**Set task**
Please reproduce every line of the data below without changing anything.

**Input records**
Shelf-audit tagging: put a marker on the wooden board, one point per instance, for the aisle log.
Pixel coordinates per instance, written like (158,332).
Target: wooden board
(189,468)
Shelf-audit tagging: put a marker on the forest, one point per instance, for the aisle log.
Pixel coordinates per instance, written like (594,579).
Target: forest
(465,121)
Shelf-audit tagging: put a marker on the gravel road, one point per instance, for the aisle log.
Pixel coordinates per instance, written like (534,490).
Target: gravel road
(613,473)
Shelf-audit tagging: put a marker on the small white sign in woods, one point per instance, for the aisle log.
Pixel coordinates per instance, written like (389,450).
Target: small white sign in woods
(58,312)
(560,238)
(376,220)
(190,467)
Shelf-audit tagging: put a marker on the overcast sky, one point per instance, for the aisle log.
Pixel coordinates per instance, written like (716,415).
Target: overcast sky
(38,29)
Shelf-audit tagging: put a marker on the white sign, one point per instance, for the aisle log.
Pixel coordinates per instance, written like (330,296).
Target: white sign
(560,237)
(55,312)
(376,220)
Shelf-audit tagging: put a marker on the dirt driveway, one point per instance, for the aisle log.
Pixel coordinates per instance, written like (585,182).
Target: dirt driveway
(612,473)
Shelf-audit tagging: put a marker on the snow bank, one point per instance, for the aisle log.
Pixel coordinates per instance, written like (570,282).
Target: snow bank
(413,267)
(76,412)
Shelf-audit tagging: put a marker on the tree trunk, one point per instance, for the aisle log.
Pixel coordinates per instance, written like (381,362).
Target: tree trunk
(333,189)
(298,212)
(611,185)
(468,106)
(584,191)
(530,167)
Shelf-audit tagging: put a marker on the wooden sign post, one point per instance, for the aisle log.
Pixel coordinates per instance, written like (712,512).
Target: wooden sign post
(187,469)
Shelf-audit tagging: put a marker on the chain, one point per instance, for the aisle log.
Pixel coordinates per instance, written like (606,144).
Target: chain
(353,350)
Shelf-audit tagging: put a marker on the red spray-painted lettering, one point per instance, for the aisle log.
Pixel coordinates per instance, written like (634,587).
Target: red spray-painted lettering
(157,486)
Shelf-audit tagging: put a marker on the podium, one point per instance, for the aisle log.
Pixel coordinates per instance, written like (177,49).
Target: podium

**Right answer**
Shelf-audit tagging: put a marker on the wooden board, one point per instance, for the aisle log.
Pixel coordinates per instance, written like (158,332).
Target: wooden board
(189,468)
Shelf-audit tagging: put a marker on the forest, one point per instance, for the aisle log.
Pixel coordinates per instance, written like (594,579).
Target: forest
(465,121)
Shelf-audit tagging: put a marker on the gravel road, one point per instance, for the aisle log.
Pixel coordinates per instance, written like (534,490).
Target: gravel road
(613,473)
Shelf-audit tagging: put a marker on the small white sign in woods, one point per instance, for the aisle log.
Pixel coordinates per instance, written like (389,450).
Target: small white sign in woods
(58,312)
(560,238)
(376,220)
(190,467)
Shelf-audit tagging: put a marker on the overcast sky, one point per instance, for the aisle log.
Pixel coordinates per instance, written like (716,415).
Target: overcast sky
(38,29)
Shelf-audit tagging: put a marker on the white sign, one point per instance, for the aisle log.
Pixel coordinates per instance, written like (330,296).
Target: white sign
(560,237)
(55,312)
(376,220)
Shelf-audit tagging: put a marker on the dirt driveway, one point per instance, for the aisle log.
Pixel coordinates per instance, written like (585,182).
Target: dirt driveway
(612,473)
Shelf-audit tagging: put a marker on the snow bank, one point per instance, for the aisle log.
Pixel coordinates per instance, written like (570,282).
Target: snow bank
(413,267)
(76,412)
Shelf-audit tagging: put a marker on the tree trunk, one point per instance, for the aisle log.
Pixel coordinates per instance, written like (381,362).
Target: tree trunk
(333,189)
(298,212)
(611,185)
(468,106)
(584,191)
(530,167)
Shelf-audit tagging: put a marker on the wooden sign post, one point per instance, for the aisle log.
Pixel coordinates per instance, written like (712,512).
Target: wooden sign post
(187,469)
Shelf-audit tagging: put a marker on the chain, one point per instance, for the aisle log.
Pixel coordinates per instance, written like (606,144).
Target: chain
(353,350)
Shelf-audit tagging: put a marker on the red spray-painted lettering, one point per instance, for the aisle log.
Pixel coordinates per instance, written like (634,587).
Target: red spray-painted lettering
(157,486)
Shelf-audit tagging: put a marker on the podium, one point per instance, for the aisle log.
Pixel coordinates per instance, written like (177,49).
Target: podium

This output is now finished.